What the task asks: Transcribe the world news briefs word for word, everything from "North Korea tested" down to "Jeju island yesterday.".

── Extract provided ──

North Korea tested more than a dozen missiles this year, triggering military threats from both sides. On Thursday North Korea seized a South Korean fishing boat and its four crew members after the vessel strayed across a maritime border. North Korea said the boat had "illegally intruded" into its territorial waters.

Nations involved in talks to disarm North Korea must send a unified message that there will be "consequences" to its defiance, Agence France-Presse quoted former U.S. President George W. Bush as saying in South Korea's Jeju island yesterday.

IRAQ, KURD LEADERS VOW TO SETTLE DISPUTES

BAGHDAD — In the first such meeting in a year between the two rivals, Iraqi Prime Minister Nouri al-Maliki and Kurdish President Massoud Barzani pledged yesterday to resolve disputes over land and oil that have threatened to spill into fighting.

The conflict between the government and the Kurdish semiautonomous region is seen as the most dangerous threat to Iraq's stability, and American officials have publicly urged both sides to resolve their disputes before most U.S. combat troops complete their withdrawal from Iraq by August 2010.

Barzani said a Kurdish delegation would visit Baghdad "to solve all the problems."

NEW STRAIN OF AIDS VIRUS DISCOVERED

WASHINGTON — A new strain of the virus that causes AIDS has been discovered in a woman from the African nation of Cameroon.

It differs from the three known strains of human immunodeficiency virus and appears to be closely related to a form of simian virus recently discovered in wild gorillas, researchers report in today's edition of the journal Nature Medicine.

The finding "highlights the continuing need to watch closely for the emergence for new HIV variants, particularly in western central Africa," said the researchers, led by Jean-Christophe Plantier of the University of Rouen, France.

The three previously known HIV strains are related to the simian virus that occurs in chimpanzees.

EARTHQUAKE STRIKES IN WATERS OFF GUAM

HAGATNA, Guam — A moderate earthquake has struck in waters off the island of Guam, but there were no reports of any damage or injury.

The U.S. Geological Survey said in a preliminary report that the magnitude-5.1 quake struck at 11:47 a.m. local time today at a depth of about 21 miles. It was centered about 100 miles southwest of Hagatna and 230 miles southwest of Saipan.

Police said there have been no reports of injuries or damage on the island.

PLAGUE CLAIMS SECOND LIFE IN CHINA

BEIJING — A second man has died of pneumonic plague in northwest China, in an outbreak that prompted authorities to seal off an entire town where about a dozen people were infected with the highly contagious deadly lung disease, a state news agency said.

The man who died yesterday was a neighbor of the first person who died in Ziketan, the stricken town in Qinghai province, the official Xinhua News Agency said.

Ten other people, mostly relatives of the first deceased man, were infected and undergoing isolated treatment in hospital, Xinhua said in a report late yesterday.

The town of 10,000 people was under quarantine and a team of experts was being sent to the area, it said.

CHINA ARRESTS 319 IN DEADLY RIOTING

BEIJING — Police in western China have detained 319 more people suspected of being involved in deadly ethnic unrest between Muslim minority Uighurs and the dominant Han Chinese community last month, the official Xinhua News Agency reported late yesterday.

The detentions were in addition to earlier announcements by the government that more than 1,600 people have been detained over the July 5 riots in Urumqi that started when police stopped a protest by Turkic-speaking Uighur residents. The Uighurs smashed windows, burned cars and attacked Han Chinese. Two days later, the Han took to the streets and staged retaliatory attacks.

The government says 197 people were killed and more than 1,700 were injured in the violence and that most of the victims were Han Chinese.

───
── Given records ──

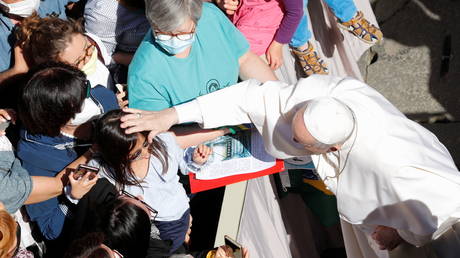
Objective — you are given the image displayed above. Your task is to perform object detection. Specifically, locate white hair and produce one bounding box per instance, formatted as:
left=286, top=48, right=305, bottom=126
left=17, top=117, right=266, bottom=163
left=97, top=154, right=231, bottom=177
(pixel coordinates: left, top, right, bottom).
left=145, top=0, right=203, bottom=32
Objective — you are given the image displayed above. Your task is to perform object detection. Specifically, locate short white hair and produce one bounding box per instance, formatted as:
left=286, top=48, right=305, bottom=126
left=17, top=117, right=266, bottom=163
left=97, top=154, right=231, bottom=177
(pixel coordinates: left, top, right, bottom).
left=145, top=0, right=203, bottom=32
left=303, top=97, right=355, bottom=148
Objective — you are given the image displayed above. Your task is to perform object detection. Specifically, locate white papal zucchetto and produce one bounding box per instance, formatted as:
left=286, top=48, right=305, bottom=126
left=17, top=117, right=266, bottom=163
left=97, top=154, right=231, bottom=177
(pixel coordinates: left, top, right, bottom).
left=303, top=97, right=355, bottom=144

───

Task solution:
North Korea tested more than a dozen missiles this year, triggering military threats from both sides. On Thursday North Korea seized a South Korean fishing boat and its four crew members after the vessel strayed across a maritime border. North Korea said the boat had "illegally intruded" into its territorial waters.

Nations involved in talks to disarm North Korea must send a unified message that there will be "consequences" to its defiance, Agence France-Presse quoted former U.S. President George W. Bush as saying in South Korea's Jeju island yesterday.